[Object point labels]
^^^^^^^^

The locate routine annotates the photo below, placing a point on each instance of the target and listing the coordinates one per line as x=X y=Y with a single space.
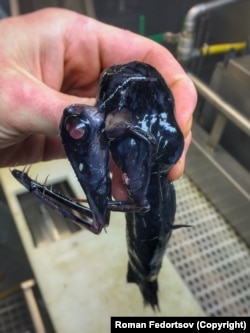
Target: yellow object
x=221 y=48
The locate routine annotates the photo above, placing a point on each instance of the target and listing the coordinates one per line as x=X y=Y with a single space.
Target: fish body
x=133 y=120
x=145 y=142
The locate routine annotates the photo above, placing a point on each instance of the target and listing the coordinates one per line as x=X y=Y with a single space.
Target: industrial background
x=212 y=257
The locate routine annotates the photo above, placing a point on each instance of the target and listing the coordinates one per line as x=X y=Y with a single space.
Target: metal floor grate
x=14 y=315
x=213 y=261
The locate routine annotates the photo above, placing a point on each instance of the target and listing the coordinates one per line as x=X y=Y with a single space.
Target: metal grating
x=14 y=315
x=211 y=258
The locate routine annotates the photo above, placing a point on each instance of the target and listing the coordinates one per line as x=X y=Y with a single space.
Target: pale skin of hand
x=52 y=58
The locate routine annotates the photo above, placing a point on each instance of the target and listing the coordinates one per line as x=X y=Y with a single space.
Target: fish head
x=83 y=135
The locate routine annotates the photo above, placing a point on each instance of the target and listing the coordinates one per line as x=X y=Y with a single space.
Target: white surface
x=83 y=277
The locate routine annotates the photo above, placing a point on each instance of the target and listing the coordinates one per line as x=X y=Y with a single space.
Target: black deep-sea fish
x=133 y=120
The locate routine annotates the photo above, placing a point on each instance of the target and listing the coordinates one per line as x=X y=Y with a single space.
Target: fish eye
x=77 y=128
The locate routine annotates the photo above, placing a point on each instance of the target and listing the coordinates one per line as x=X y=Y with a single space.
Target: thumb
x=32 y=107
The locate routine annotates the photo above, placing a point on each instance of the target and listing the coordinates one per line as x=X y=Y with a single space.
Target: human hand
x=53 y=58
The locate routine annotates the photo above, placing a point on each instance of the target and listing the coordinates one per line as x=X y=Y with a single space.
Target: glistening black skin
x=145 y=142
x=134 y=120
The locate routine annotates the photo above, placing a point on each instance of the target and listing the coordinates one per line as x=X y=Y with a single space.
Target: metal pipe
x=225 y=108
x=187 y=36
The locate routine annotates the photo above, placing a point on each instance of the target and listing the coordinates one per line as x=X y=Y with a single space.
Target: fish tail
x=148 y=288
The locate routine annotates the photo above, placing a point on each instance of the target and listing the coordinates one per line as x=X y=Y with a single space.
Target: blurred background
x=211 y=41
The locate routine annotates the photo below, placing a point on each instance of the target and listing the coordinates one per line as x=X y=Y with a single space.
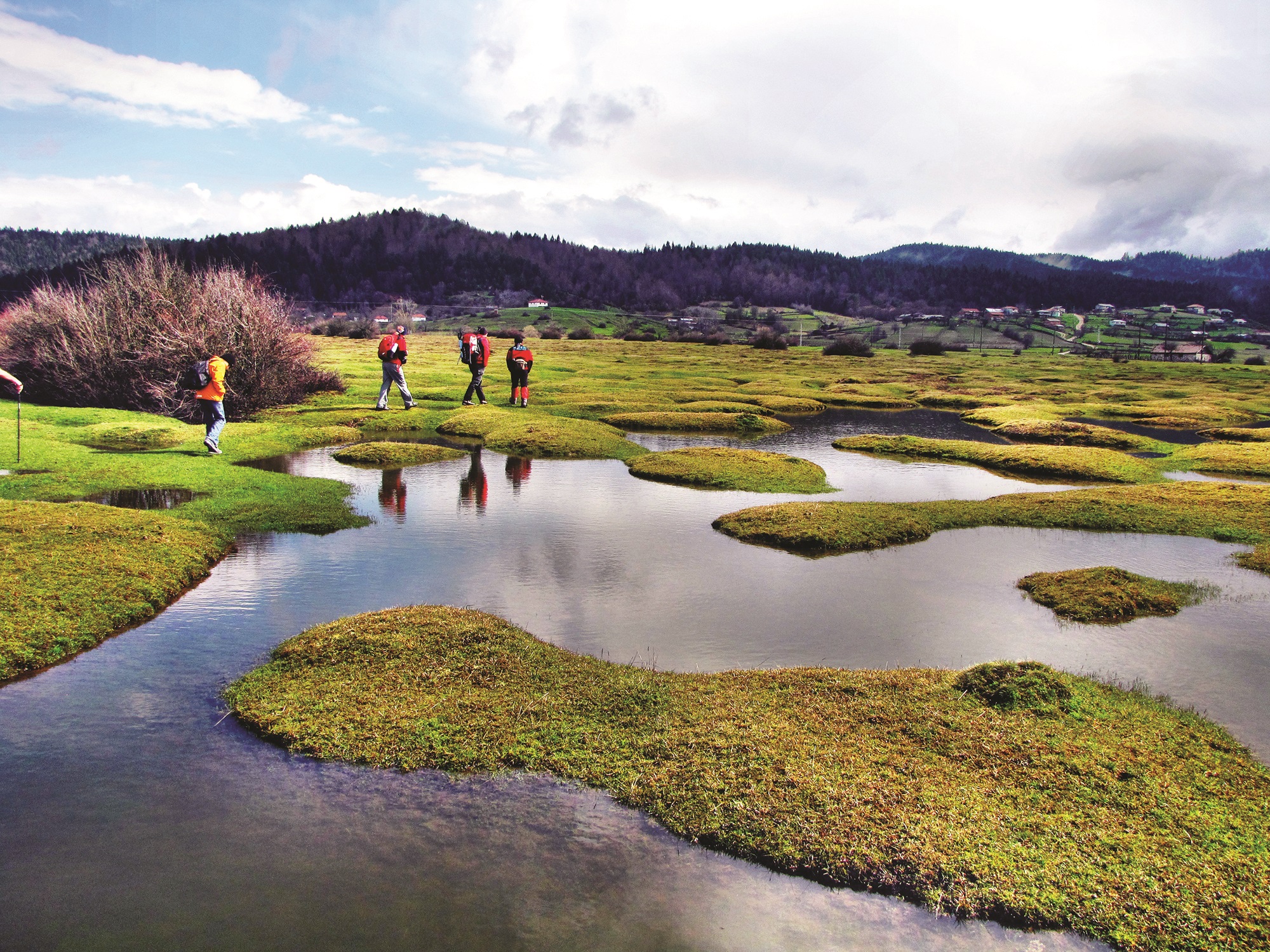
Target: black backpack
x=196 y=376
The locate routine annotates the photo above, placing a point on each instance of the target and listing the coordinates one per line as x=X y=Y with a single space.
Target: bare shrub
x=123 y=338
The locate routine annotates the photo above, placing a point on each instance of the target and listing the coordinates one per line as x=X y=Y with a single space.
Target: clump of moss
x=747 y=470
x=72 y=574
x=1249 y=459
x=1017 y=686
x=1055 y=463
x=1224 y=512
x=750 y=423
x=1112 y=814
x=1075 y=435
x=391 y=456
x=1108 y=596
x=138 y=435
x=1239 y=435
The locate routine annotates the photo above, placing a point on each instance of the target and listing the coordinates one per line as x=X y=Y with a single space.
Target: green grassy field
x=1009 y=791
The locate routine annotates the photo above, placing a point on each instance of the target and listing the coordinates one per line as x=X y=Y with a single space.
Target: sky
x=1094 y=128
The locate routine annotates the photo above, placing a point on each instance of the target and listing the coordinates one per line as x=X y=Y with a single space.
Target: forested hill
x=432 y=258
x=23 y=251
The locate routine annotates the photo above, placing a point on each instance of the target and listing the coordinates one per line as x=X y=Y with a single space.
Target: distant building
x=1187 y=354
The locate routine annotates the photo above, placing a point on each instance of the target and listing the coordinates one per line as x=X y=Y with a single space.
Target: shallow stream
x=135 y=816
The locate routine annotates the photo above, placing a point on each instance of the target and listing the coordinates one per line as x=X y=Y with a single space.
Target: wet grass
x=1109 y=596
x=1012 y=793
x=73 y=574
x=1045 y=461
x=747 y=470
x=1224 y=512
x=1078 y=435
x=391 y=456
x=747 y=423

^^^^^^^^

# [WORK INSTRUCTIONS]
Scale the records from their start through the line holding "x=211 y=258", inclusive, by writing out every line again, requests included, with each x and y coordinate in the answers multiplied by 2 and rounded to a whole number, halves rounded up. Leave the pictures out of the answer.

# [EXERCISE RESPONSE]
The locate routine annotates the photo below, placing a point on each instance of the target and listing the coordinates one per line as x=X y=Y with a single space.
Target: yellow object
x=442 y=96
The locate routine annotates the photo above, placing a point on each instance of the target and listing the coordinates one per line as x=X y=Y with a single space.
Target: fish body
x=266 y=240
x=290 y=284
The locate routine annotates the photo above, placing a point on each instance of the target and listing the coordinates one per line as x=X y=Y with a single space.
Target: industrial background
x=424 y=514
The locate routine annotates the photo above, placing a point on each instance of the target and listing the coordinates one per line as x=X y=Y with a single space.
Target: metal floor grate
x=28 y=630
x=426 y=522
The locate routine annotates the photo above, placing a point on each instance of the target and listing the coordinates one per line as x=X y=Y with a single space.
Target: metal grating
x=28 y=630
x=422 y=516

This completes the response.